* Qué se pide: Retoma el texto sobre Shakespeare y el Renacimiento y sigue escribiéndolo a partir de su última frase.

* Fragmento para leer:
+ + + +

Montaigne está muy tranquilo en su biblioteca, pero el escepticismo de Hamlet
no hace sino torturar su espíritu; y el cinismo de Tersites no hace sino
violentar su ánimo: para Shakespeare es imposible identificarse con ninguno de
los dos estados”.
José Jiménez Lozano concluye: “Por mi parte pienso que
Shakespeare tenía un talante más bien papista, que amaba la belleza y la vida
en todas sus manifestaciones, que era una especie de Rubens literario, para
entendernos”. Gene Fendt nos recuerda que “el Renacimiento está mucho más cerca
de la Edad Media que la Modernidad de cualquiera de ambos. Es más correcto, por
tanto, leer a Shakespeare a la luz de Tomás de Aquino que a la de Freud, Jung,
Lacan, Foucault y todos los demás”. Rafael Argullol lo considera el gran
albacea, junto a Montaigne, del Renacimiento que arrancó con Giotto y Dante.
Shakespeare defiende ese patrimonio, en grave peligro en aquellos tiempos de
gran crisis cultural, moral y religiosa.

+ + + +

* Material proporcionado:
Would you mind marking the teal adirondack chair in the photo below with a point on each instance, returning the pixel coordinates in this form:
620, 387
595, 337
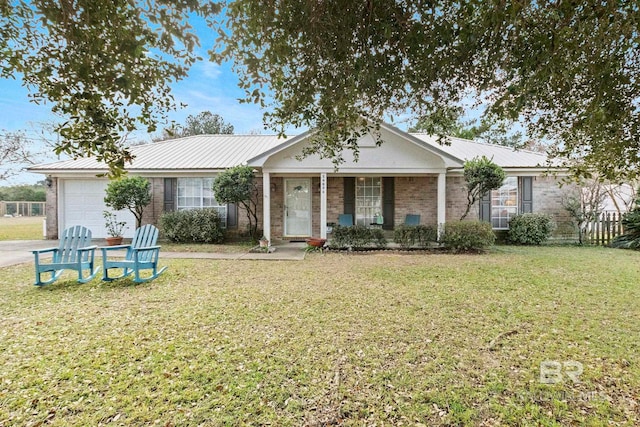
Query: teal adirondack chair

+ + + +

* Espacio para responder:
No se le puede entender, por tanto, sin su herencia, ni
desgajado de su tiempo convulso. Según Oscar Wilde, hace falta comprender sus
relaciones con el Renacimiento y la Reforma, con la escuela de Marlowe, con la
situación de la puesta en escena en los siglos XVI y XVII, con el progreso de
la lengua inglesa y con el teatro griego, entre otros mil requisitos.
Estando de acuerdo con Wilde, la encrucijada de su tiempo es
especialmente importante. Shakespeare nos parece tan eterno que, sin darnos
cuenta, podemos desarraigarlo de su época, olvidando que es, en realidad,
sempiterno. Hunde sus raíces vivificantes en su siglo. Sus obras tenían una
lectura política inmediata, a menudo poco más que sugerida, pero clave. Y no
pasó desapercibida a su más ilustre contemporánea, la reina Isabel I. Ésta
confesó a William Lambarde: “I am Richard II. Know ye not that?”, esto es, “Yo
soy Ricardo II, ¿no te has dado cuenta?”.
A propósito, Ricardo II con las dos partes de Enrique IV y
con la apoteosis de Enrique V forman un ciclo épico que sólo el despliegue
posterior del genio shakesperiano puede haber eclipsado. Si Shakespeare sólo
hubiese escrito la Henriada, seguiría siendo uno de los grandes. Es un
desgarrado estudio de la legitimidad de origen y de la de ejercicio, una
catártica reflexión sobre la culpa y la redención y hasta un poema sobre las
relaciones paterno-filiales. La lectura unitaria de las cuatro obras, como hace
la magnífica serie de la BBC The Hollow Crown (2012), es obligada.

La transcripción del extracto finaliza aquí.